Stored data entries
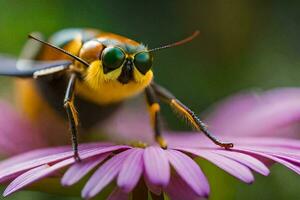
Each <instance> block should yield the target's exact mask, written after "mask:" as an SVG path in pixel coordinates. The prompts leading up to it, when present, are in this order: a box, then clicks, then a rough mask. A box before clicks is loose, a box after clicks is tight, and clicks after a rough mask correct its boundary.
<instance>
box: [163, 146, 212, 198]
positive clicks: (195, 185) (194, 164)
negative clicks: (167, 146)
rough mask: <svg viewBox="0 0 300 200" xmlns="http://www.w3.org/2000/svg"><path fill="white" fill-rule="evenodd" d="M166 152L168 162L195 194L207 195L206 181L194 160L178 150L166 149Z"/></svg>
mask: <svg viewBox="0 0 300 200" xmlns="http://www.w3.org/2000/svg"><path fill="white" fill-rule="evenodd" d="M166 152H167V155H168V158H169V161H170V163H171V164H172V166H173V167H174V168H175V170H176V171H177V173H178V174H179V175H180V176H181V178H182V179H183V180H184V181H185V182H186V183H187V184H188V185H189V186H190V187H191V188H192V189H193V190H194V191H195V192H196V194H197V195H199V196H204V197H208V195H209V184H208V181H207V179H206V177H205V175H204V174H203V172H202V171H201V169H200V167H199V166H198V165H197V164H196V162H195V161H193V160H192V159H191V158H190V157H188V156H186V155H185V154H183V153H181V152H179V151H176V150H168V151H166Z"/></svg>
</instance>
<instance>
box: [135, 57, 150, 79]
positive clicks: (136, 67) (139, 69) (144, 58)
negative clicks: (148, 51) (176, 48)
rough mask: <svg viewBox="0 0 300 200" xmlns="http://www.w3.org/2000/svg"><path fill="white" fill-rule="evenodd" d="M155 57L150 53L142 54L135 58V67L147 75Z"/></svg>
mask: <svg viewBox="0 0 300 200" xmlns="http://www.w3.org/2000/svg"><path fill="white" fill-rule="evenodd" d="M152 61H153V57H152V56H151V55H150V53H148V52H141V53H138V54H136V55H135V56H134V65H135V67H136V68H137V69H138V70H139V71H140V72H141V73H142V74H146V73H147V72H148V71H149V69H150V68H151V66H152Z"/></svg>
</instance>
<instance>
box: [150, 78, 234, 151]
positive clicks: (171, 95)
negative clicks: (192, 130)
mask: <svg viewBox="0 0 300 200" xmlns="http://www.w3.org/2000/svg"><path fill="white" fill-rule="evenodd" d="M151 86H152V87H153V89H154V91H155V93H156V94H157V96H158V97H159V98H160V99H162V100H163V101H165V102H167V103H168V104H169V105H170V106H171V107H172V108H173V109H174V110H175V111H177V112H178V113H179V114H181V115H182V116H184V117H185V118H186V119H187V120H188V122H190V123H191V125H192V126H193V127H194V128H195V129H196V130H198V131H202V132H203V133H204V134H205V135H206V136H207V137H208V138H209V139H210V140H211V141H212V142H214V143H215V144H216V145H218V146H220V147H224V148H232V147H233V143H226V142H221V141H220V140H218V139H217V138H216V137H215V136H214V135H213V134H212V133H210V132H209V130H208V128H207V126H206V125H205V124H204V123H203V122H202V121H201V120H200V119H199V117H197V116H196V115H195V113H194V112H193V111H192V110H191V109H189V108H188V107H187V106H186V105H184V104H183V103H181V102H180V101H179V100H178V99H176V97H175V96H174V95H173V94H172V93H170V92H169V91H168V90H167V89H165V88H163V87H162V86H159V85H157V84H155V83H152V84H151Z"/></svg>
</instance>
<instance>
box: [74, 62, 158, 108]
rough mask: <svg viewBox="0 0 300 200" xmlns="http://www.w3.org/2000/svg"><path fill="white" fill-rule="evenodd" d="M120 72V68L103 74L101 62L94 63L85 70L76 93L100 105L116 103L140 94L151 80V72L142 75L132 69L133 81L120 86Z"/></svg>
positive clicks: (140, 73) (150, 71)
mask: <svg viewBox="0 0 300 200" xmlns="http://www.w3.org/2000/svg"><path fill="white" fill-rule="evenodd" d="M121 72H122V68H121V67H120V68H118V69H116V70H113V71H111V72H109V73H107V74H104V73H103V67H102V63H101V61H100V60H97V61H94V62H92V63H91V64H90V66H89V68H88V69H87V72H86V75H85V77H84V80H83V82H79V84H77V93H78V94H79V95H81V96H83V97H84V98H87V99H88V100H91V101H93V102H95V103H98V104H101V105H103V104H109V103H116V102H120V101H122V100H125V99H127V98H130V97H132V96H135V95H137V94H139V93H141V92H142V91H143V90H144V89H145V88H146V87H147V86H148V85H149V84H150V83H151V81H152V78H153V72H152V71H151V70H149V71H148V72H147V73H146V74H145V75H143V74H141V73H140V72H139V71H138V70H137V69H135V68H134V71H133V78H134V80H133V81H131V82H129V83H127V84H122V83H120V82H119V81H118V80H117V79H118V77H119V76H120V74H121Z"/></svg>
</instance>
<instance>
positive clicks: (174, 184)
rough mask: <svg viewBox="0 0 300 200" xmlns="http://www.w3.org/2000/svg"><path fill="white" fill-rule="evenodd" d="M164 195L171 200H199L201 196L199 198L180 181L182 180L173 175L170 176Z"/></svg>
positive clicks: (185, 184)
mask: <svg viewBox="0 0 300 200" xmlns="http://www.w3.org/2000/svg"><path fill="white" fill-rule="evenodd" d="M165 191H166V193H167V194H168V196H169V197H170V199H172V200H185V199H188V200H201V199H203V196H199V195H197V194H196V193H195V191H194V190H193V189H192V188H190V186H189V185H188V184H187V183H186V182H185V181H184V180H182V178H181V177H180V176H179V175H178V174H177V173H174V174H172V176H171V180H170V183H169V185H168V186H167V187H166V188H165Z"/></svg>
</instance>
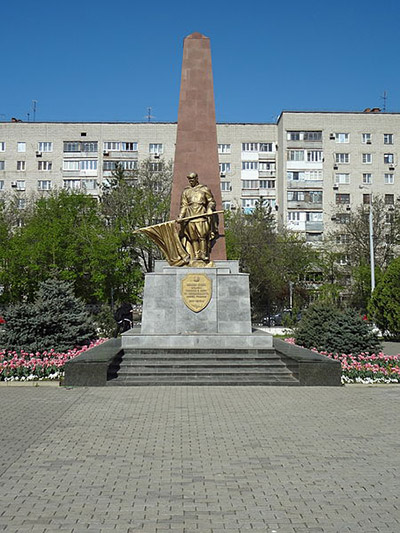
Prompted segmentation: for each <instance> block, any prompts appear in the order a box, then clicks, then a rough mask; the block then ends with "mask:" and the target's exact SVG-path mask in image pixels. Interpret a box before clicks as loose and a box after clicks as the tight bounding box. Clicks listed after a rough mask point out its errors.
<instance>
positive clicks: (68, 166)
mask: <svg viewBox="0 0 400 533" xmlns="http://www.w3.org/2000/svg"><path fill="white" fill-rule="evenodd" d="M63 170H67V171H71V170H73V171H76V172H77V171H79V161H72V160H71V161H68V160H65V161H63Z"/></svg>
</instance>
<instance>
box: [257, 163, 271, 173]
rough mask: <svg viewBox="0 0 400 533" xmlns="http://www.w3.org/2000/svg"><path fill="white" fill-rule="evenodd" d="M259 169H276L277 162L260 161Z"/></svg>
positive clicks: (262, 170) (258, 165)
mask: <svg viewBox="0 0 400 533" xmlns="http://www.w3.org/2000/svg"><path fill="white" fill-rule="evenodd" d="M258 169H259V170H260V171H266V170H275V163H269V162H267V161H259V162H258Z"/></svg>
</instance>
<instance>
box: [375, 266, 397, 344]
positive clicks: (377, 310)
mask: <svg viewBox="0 0 400 533" xmlns="http://www.w3.org/2000/svg"><path fill="white" fill-rule="evenodd" d="M368 313H369V315H370V317H371V319H372V320H374V322H375V323H376V325H377V326H378V328H379V329H380V330H381V331H382V333H383V334H384V335H385V336H387V337H392V338H395V339H399V338H400V257H398V258H397V259H394V260H393V261H392V262H391V263H390V265H389V267H388V268H387V270H386V272H385V273H384V274H383V275H382V277H381V279H380V281H379V283H377V286H376V288H375V290H374V292H373V295H372V298H371V300H370V302H369V305H368Z"/></svg>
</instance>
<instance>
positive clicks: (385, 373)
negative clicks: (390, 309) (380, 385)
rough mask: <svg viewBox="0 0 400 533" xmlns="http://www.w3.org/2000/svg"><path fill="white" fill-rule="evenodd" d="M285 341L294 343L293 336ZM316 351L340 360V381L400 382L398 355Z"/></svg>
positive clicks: (367, 353)
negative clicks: (331, 352) (341, 372)
mask: <svg viewBox="0 0 400 533" xmlns="http://www.w3.org/2000/svg"><path fill="white" fill-rule="evenodd" d="M285 341H286V342H289V343H290V344H295V339H293V338H288V339H285ZM313 351H315V352H317V351H318V350H315V349H314V350H313ZM318 353H320V354H322V355H326V356H327V357H330V358H331V359H336V360H337V361H340V363H341V365H342V383H400V355H385V354H384V353H383V352H379V353H376V354H375V353H373V354H368V353H361V354H359V355H353V354H333V353H328V352H318Z"/></svg>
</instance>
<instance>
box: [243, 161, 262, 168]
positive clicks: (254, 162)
mask: <svg viewBox="0 0 400 533" xmlns="http://www.w3.org/2000/svg"><path fill="white" fill-rule="evenodd" d="M257 169H258V161H242V170H257Z"/></svg>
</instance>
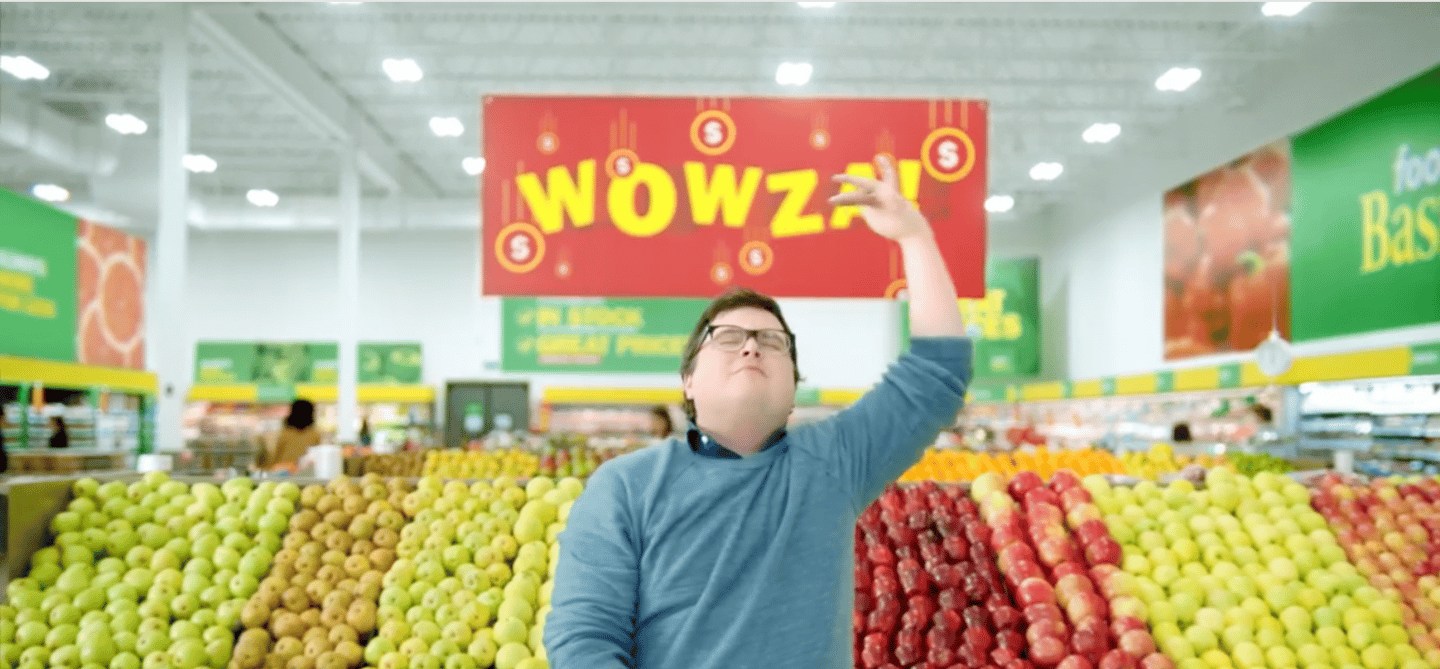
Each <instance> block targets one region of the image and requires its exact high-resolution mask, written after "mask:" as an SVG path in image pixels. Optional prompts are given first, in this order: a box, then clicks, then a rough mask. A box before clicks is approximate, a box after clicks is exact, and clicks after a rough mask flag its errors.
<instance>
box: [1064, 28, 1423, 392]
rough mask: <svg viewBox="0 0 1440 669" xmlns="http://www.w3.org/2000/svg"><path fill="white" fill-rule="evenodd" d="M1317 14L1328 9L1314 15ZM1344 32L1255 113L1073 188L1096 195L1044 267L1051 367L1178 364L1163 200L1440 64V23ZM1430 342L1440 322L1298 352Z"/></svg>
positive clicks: (1197, 130)
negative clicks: (1172, 308) (1209, 175)
mask: <svg viewBox="0 0 1440 669" xmlns="http://www.w3.org/2000/svg"><path fill="white" fill-rule="evenodd" d="M1315 10H1323V6H1322V4H1320V3H1316V4H1315V6H1312V9H1309V10H1306V12H1315ZM1300 16H1305V14H1300ZM1333 32H1335V33H1333V35H1329V36H1322V39H1319V40H1316V43H1318V45H1319V47H1316V49H1313V50H1310V52H1297V53H1296V55H1295V58H1293V60H1292V62H1290V63H1282V65H1277V66H1273V68H1269V69H1263V70H1257V72H1254V75H1253V76H1254V79H1256V92H1253V94H1251V95H1250V99H1248V102H1247V105H1246V106H1241V108H1237V109H1210V108H1205V109H1192V111H1189V112H1187V114H1185V115H1184V118H1182V119H1181V124H1179V125H1178V127H1176V128H1182V131H1171V132H1168V134H1165V135H1164V137H1156V135H1148V137H1145V145H1135V147H1129V151H1130V153H1132V158H1130V160H1128V161H1125V163H1122V164H1117V165H1113V167H1115V168H1113V170H1112V168H1107V170H1106V171H1104V174H1092V176H1077V178H1076V180H1077V181H1079V183H1076V184H1071V188H1073V190H1074V191H1080V193H1089V197H1086V199H1080V200H1073V201H1071V203H1070V204H1068V206H1067V207H1064V209H1060V210H1058V211H1056V213H1054V220H1053V222H1051V224H1053V227H1054V229H1056V232H1057V236H1056V239H1054V242H1053V245H1051V246H1050V249H1048V252H1047V253H1045V256H1044V259H1043V265H1041V270H1043V272H1041V283H1043V288H1041V292H1043V295H1044V296H1045V301H1047V305H1050V308H1051V309H1054V318H1051V319H1050V321H1048V325H1047V327H1045V328H1044V331H1045V337H1044V338H1043V342H1041V345H1043V347H1045V360H1047V363H1048V367H1047V370H1056V365H1057V364H1058V367H1060V374H1058V376H1066V377H1070V378H1094V377H1102V376H1116V374H1133V373H1146V371H1153V370H1158V368H1165V367H1172V365H1168V364H1166V363H1165V361H1164V348H1162V337H1164V331H1162V327H1164V325H1162V322H1164V305H1162V282H1161V272H1162V270H1161V266H1162V265H1161V263H1162V249H1164V247H1162V226H1161V196H1162V193H1164V191H1166V190H1169V188H1172V187H1175V186H1178V184H1181V183H1185V181H1188V180H1191V178H1192V177H1195V176H1198V174H1202V173H1207V171H1210V170H1211V168H1214V167H1217V165H1220V164H1223V163H1225V161H1228V160H1233V158H1236V157H1240V155H1243V154H1246V153H1248V151H1251V150H1254V148H1259V147H1261V145H1264V144H1267V142H1270V141H1273V140H1276V138H1280V137H1286V135H1290V134H1295V132H1296V131H1300V129H1305V128H1308V127H1312V125H1315V124H1319V122H1322V121H1325V119H1326V118H1331V117H1333V115H1335V114H1338V112H1341V111H1344V109H1346V108H1349V106H1354V105H1356V104H1359V102H1362V101H1365V99H1368V98H1371V96H1374V95H1375V94H1378V92H1381V91H1384V89H1388V88H1391V86H1394V85H1397V83H1400V82H1403V81H1405V79H1410V78H1411V76H1414V75H1417V73H1420V72H1424V70H1426V69H1428V68H1431V66H1434V65H1436V63H1440V40H1437V39H1436V32H1434V22H1433V20H1431V22H1408V23H1407V22H1372V23H1358V24H1345V26H1338V27H1335V29H1333ZM1322 62H1323V66H1322V65H1319V63H1322ZM1200 85H1204V79H1201V83H1200ZM1122 137H1123V135H1122ZM1067 178H1068V176H1067ZM1047 315H1051V312H1050V311H1047ZM1424 340H1440V324H1433V325H1427V327H1417V328H1405V329H1397V331H1390V332H1380V334H1371V335H1364V337H1345V338H1336V340H1331V341H1316V342H1306V344H1303V345H1299V347H1296V352H1297V354H1318V352H1332V351H1344V350H1356V348H1367V347H1381V345H1392V344H1403V342H1411V341H1424ZM1238 357H1241V355H1240V354H1231V355H1217V357H1207V358H1191V360H1187V361H1184V363H1182V364H1184V365H1195V364H1211V363H1215V361H1221V360H1234V358H1238Z"/></svg>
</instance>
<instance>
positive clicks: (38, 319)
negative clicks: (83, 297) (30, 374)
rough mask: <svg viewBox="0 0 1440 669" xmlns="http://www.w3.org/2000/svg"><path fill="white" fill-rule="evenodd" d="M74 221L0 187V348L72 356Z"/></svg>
mask: <svg viewBox="0 0 1440 669" xmlns="http://www.w3.org/2000/svg"><path fill="white" fill-rule="evenodd" d="M75 224H76V223H75V217H73V216H71V214H66V213H63V211H59V210H55V209H50V207H48V206H45V204H40V203H37V201H32V200H29V199H24V197H20V196H17V194H14V193H10V191H9V190H4V188H0V354H7V355H19V357H26V358H46V360H63V361H73V360H75V328H76V324H75V319H76V315H75V312H76V306H75Z"/></svg>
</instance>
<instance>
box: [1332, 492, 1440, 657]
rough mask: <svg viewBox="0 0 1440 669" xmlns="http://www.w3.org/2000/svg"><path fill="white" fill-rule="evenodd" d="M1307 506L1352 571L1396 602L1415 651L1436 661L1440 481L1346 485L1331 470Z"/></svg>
mask: <svg viewBox="0 0 1440 669" xmlns="http://www.w3.org/2000/svg"><path fill="white" fill-rule="evenodd" d="M1310 505H1312V506H1313V508H1315V511H1318V512H1319V514H1320V515H1322V516H1325V519H1326V522H1329V524H1331V527H1332V528H1333V529H1335V537H1336V540H1338V542H1339V544H1341V547H1342V548H1345V554H1346V557H1349V560H1351V563H1352V564H1354V565H1355V568H1356V570H1358V571H1359V574H1361V575H1364V577H1365V578H1367V580H1368V581H1369V584H1371V586H1374V587H1375V588H1377V590H1380V591H1381V593H1382V594H1385V596H1388V597H1390V599H1391V600H1394V601H1398V603H1400V604H1401V607H1400V609H1401V617H1403V620H1404V623H1405V627H1407V630H1408V632H1410V634H1411V643H1414V645H1416V649H1417V650H1420V652H1421V653H1424V655H1426V657H1427V659H1430V660H1436V659H1440V577H1437V574H1440V481H1436V479H1420V481H1418V482H1401V481H1397V479H1374V481H1371V482H1369V485H1361V483H1354V485H1351V483H1346V482H1345V481H1344V479H1342V478H1341V476H1338V475H1333V473H1331V475H1326V476H1323V478H1322V479H1320V481H1319V485H1318V489H1316V491H1315V492H1313V493H1312V495H1310Z"/></svg>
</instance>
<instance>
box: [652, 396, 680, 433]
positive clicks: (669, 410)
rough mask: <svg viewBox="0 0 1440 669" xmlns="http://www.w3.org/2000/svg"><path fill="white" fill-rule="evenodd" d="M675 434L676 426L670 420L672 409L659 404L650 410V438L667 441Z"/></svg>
mask: <svg viewBox="0 0 1440 669" xmlns="http://www.w3.org/2000/svg"><path fill="white" fill-rule="evenodd" d="M674 432H675V424H674V423H672V422H671V420H670V407H667V406H664V404H657V406H654V407H651V410H649V436H652V437H655V439H667V437H670V434H671V433H674Z"/></svg>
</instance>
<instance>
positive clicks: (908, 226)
mask: <svg viewBox="0 0 1440 669" xmlns="http://www.w3.org/2000/svg"><path fill="white" fill-rule="evenodd" d="M876 165H877V167H878V168H880V180H878V181H877V180H873V178H864V177H854V176H850V174H835V176H834V177H831V178H832V180H835V181H840V183H845V184H850V186H854V187H855V190H852V191H848V193H840V194H835V196H831V199H829V203H831V204H832V206H837V207H840V206H847V204H852V206H858V207H860V213H861V216H864V219H865V224H867V226H870V229H871V230H874V232H876V235H880V236H881V237H886V239H890V240H894V242H903V240H906V239H914V237H922V236H929V235H930V223H927V222H926V220H924V216H922V214H920V211H919V210H917V209H914V204H910V200H906V199H904V196H903V194H900V177H897V176H896V165H893V164H891V163H890V158H887V157H884V155H877V157H876Z"/></svg>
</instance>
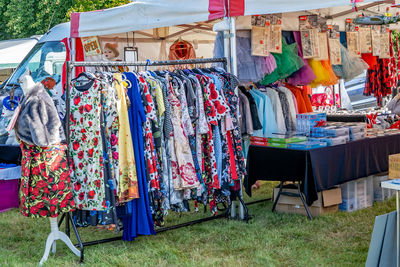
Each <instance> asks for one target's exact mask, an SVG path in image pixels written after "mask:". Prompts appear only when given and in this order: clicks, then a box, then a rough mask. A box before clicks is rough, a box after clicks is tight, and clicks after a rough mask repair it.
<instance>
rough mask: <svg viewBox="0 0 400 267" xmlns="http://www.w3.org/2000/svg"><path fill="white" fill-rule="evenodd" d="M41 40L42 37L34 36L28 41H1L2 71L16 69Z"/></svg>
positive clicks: (15, 39)
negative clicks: (38, 42)
mask: <svg viewBox="0 0 400 267" xmlns="http://www.w3.org/2000/svg"><path fill="white" fill-rule="evenodd" d="M39 38H40V36H33V37H31V38H26V39H15V40H6V41H0V69H10V68H16V67H17V66H18V64H19V63H21V61H22V60H23V59H24V58H25V56H26V55H27V54H28V53H29V51H31V49H32V47H33V46H34V45H35V44H36V43H37V42H38V40H39Z"/></svg>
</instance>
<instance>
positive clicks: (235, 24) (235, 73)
mask: <svg viewBox="0 0 400 267" xmlns="http://www.w3.org/2000/svg"><path fill="white" fill-rule="evenodd" d="M235 22H236V21H235V18H232V17H231V18H229V32H230V35H229V37H230V48H231V49H230V59H231V60H230V63H231V68H230V72H231V73H232V74H233V75H235V76H237V75H238V71H237V56H236V23H235ZM237 90H238V89H237V88H236V89H235V94H238V92H237ZM242 178H243V177H240V192H239V199H240V200H242V199H243V184H242ZM232 208H233V209H234V208H235V205H234V203H233V205H232ZM244 209H245V207H244V205H243V203H242V201H239V218H240V219H241V220H244V217H245V216H244ZM231 214H234V212H232V213H231Z"/></svg>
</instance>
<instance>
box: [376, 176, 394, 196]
mask: <svg viewBox="0 0 400 267" xmlns="http://www.w3.org/2000/svg"><path fill="white" fill-rule="evenodd" d="M372 179H373V184H374V201H384V200H386V199H390V198H392V197H394V196H396V191H395V190H392V189H388V188H382V187H381V182H384V181H387V180H389V176H388V174H378V175H374V176H373V178H372Z"/></svg>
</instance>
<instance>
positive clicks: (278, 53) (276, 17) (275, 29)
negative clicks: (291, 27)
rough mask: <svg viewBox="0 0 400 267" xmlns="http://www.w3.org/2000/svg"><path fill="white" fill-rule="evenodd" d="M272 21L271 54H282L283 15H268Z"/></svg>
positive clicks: (266, 15) (272, 14)
mask: <svg viewBox="0 0 400 267" xmlns="http://www.w3.org/2000/svg"><path fill="white" fill-rule="evenodd" d="M266 18H267V20H268V21H270V24H271V25H270V42H269V44H268V47H269V52H271V53H278V54H282V14H272V15H266Z"/></svg>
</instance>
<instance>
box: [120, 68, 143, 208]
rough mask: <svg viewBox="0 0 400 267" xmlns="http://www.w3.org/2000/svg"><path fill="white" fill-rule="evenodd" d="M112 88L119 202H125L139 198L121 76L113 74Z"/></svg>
mask: <svg viewBox="0 0 400 267" xmlns="http://www.w3.org/2000/svg"><path fill="white" fill-rule="evenodd" d="M114 79H115V82H114V87H115V91H116V92H117V96H118V104H117V109H118V117H119V135H118V142H119V190H118V200H119V202H127V201H129V200H132V199H135V198H138V197H139V189H138V183H137V174H136V165H135V155H134V153H133V143H132V137H131V131H130V127H129V116H128V106H127V99H126V94H125V87H124V86H123V83H122V75H121V74H120V73H115V74H114Z"/></svg>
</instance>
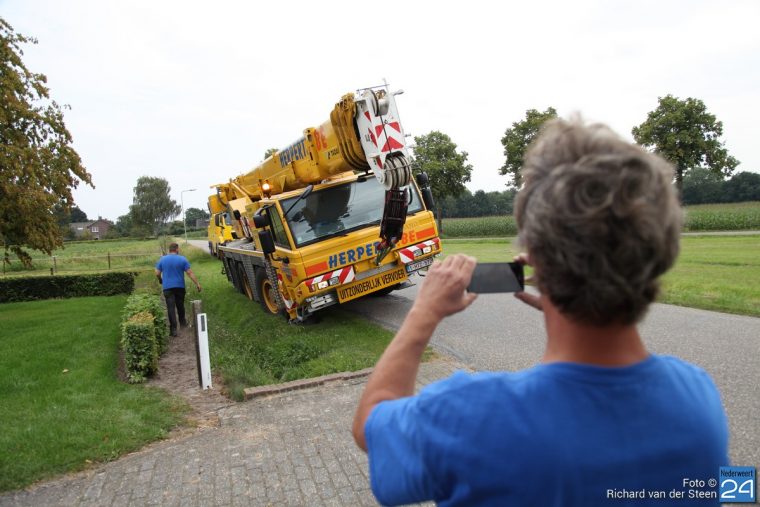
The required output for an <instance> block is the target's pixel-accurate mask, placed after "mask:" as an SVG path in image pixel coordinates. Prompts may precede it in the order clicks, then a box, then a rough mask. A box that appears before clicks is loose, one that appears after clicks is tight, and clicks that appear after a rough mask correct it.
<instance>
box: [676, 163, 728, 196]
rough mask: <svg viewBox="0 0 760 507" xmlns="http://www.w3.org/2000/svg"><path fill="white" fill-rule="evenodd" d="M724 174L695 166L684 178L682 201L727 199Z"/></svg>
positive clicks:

▸ **Activity**:
Starting at the beginning of the records and ending with the line that contains "152L168 162L195 194L207", give each line as one string in a JSON list, with blank lines and pictures left out.

▸ **Result**:
[
  "Each <instance> block should yield the target's exact mask, written after \"mask:\" as an SVG path in pixel coordinates. The prompts leading up to it, when present, are in this order: a box, then clicks, then a rough mask. A box before clicks is loose, a box after clicks is tight, and clicks after a rough mask correct its boundary.",
  "<instance>",
  "box: [163, 146, 212, 198]",
  "positive clicks: (195, 185) (194, 164)",
  "negative clicks: (167, 146)",
  "rough mask: <svg viewBox=\"0 0 300 200\" xmlns=\"http://www.w3.org/2000/svg\"><path fill=\"white\" fill-rule=\"evenodd\" d=\"M166 152L168 162L195 194L207 195L206 181L194 160L178 150L166 149Z\"/></svg>"
]